TEXTE FOURNI:
-------

À Bukavu, chef-lieu du Sud-Kivu, les risques d’incendie atteignent un seuil alarmant en cette saison sèche. Des spécialistes en gestion des catastrophes pointent du doigt plusieurs failles graves dans la prévention des incendies. « Il n’existe aucun plan de contingence à l’échelle urbaine pour répondre efficacement à un incendie de grande ampleur », alerte Patrick, expert en gestion des risques. Les habitations, souvent construites en matériaux inflammables et très rapprochées, accentuent cette vulnérabilité.
Selon plusieurs experts, la structure de Protection civile censée jouer un rôle de premier plan dans la prévention et la gestion des incendies, demeure étonnamment silencieuse et inactive. « C’est comme si la Protection civile attendait que le feu ravage un quartier entier avant d’apparaître. Il y a une absence criante d’anticipation », déplore Nadège, ingénieure en sécurité incendie. Elle souligne que dans plusieurs marchés et quartiers populaires, aucun dispositif de lutte contre le feu, comme les extincteurs ou les bouches d’incendie, n’est installé.

-------

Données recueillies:
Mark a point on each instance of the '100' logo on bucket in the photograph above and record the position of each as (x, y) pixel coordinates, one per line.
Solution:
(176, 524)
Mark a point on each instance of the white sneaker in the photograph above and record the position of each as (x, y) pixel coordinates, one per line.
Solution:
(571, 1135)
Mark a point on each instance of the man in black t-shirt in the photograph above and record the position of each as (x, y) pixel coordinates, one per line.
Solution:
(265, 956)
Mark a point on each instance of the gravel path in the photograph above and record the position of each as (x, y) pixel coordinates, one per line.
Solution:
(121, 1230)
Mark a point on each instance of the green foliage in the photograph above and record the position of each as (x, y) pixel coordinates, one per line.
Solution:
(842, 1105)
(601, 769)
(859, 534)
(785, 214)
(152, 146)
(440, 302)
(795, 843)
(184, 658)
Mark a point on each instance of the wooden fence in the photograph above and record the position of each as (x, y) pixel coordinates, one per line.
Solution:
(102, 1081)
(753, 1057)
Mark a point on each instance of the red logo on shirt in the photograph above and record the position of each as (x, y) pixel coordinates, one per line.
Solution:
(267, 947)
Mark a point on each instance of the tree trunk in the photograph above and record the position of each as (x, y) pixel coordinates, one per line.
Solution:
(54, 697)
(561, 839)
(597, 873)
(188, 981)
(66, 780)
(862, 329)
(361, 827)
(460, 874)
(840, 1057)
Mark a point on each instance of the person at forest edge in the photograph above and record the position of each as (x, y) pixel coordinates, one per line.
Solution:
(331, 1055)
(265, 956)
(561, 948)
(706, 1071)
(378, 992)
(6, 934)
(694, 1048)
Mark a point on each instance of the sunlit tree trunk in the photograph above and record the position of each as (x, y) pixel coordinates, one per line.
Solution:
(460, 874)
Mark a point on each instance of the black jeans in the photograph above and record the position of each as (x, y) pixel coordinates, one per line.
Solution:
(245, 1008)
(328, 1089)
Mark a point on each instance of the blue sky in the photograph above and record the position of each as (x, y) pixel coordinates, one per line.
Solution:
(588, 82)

-------

LE PROBLÈME:
Citez fidèlement le passage du texte sur les risques d'incendie à Bukavu, en commençant aux mots « À Bukavu, chef-lieu » et en vous arrêtant après « accentuent cette vulnérabilité. ».

CORRIGÉ CI-DESSOUS:
À Bukavu, chef-lieu du Sud-Kivu, les risques d’incendie atteignent un seuil alarmant en cette saison sèche. Des spécialistes en gestion des catastrophes pointent du doigt plusieurs failles graves dans la prévention des incendies. « Il n’existe aucun plan de contingence à l’échelle urbaine pour répondre efficacement à un incendie de grande ampleur », alerte Patrick, expert en gestion des risques. Les habitations, souvent construites en matériaux inflammables et très rapprochées, accentuent cette vulnérabilité.